DATA FOR THE TASK:
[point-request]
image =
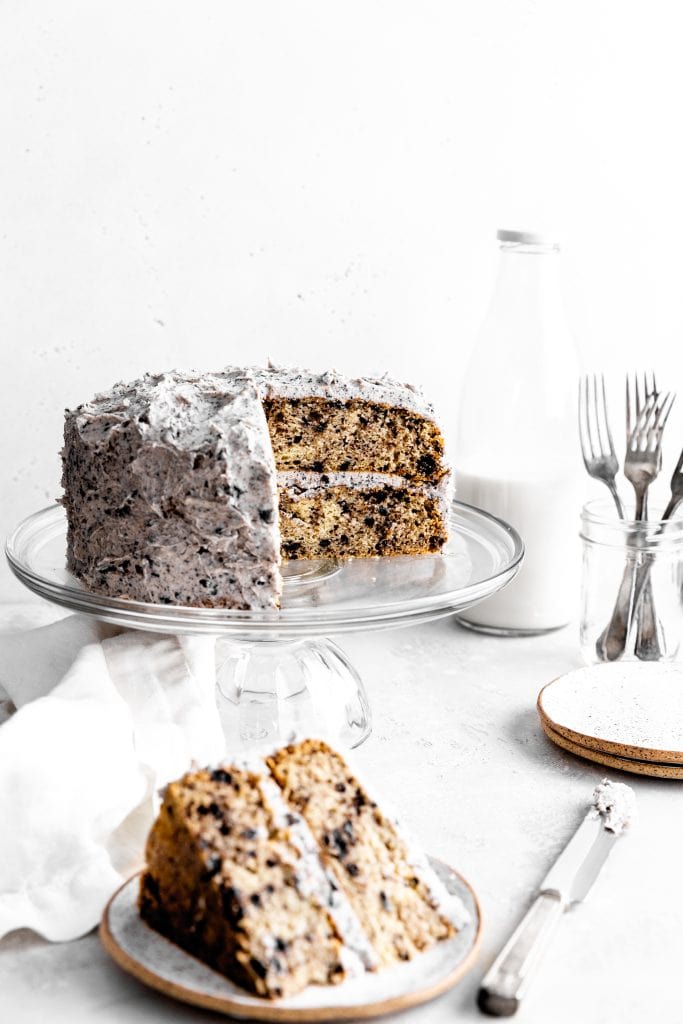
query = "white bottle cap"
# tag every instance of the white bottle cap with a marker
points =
(526, 238)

WHAT IS REQUIRED:
Give only the number of lines in the entries that contain "white".

RESULT OF THE EXERCISE:
2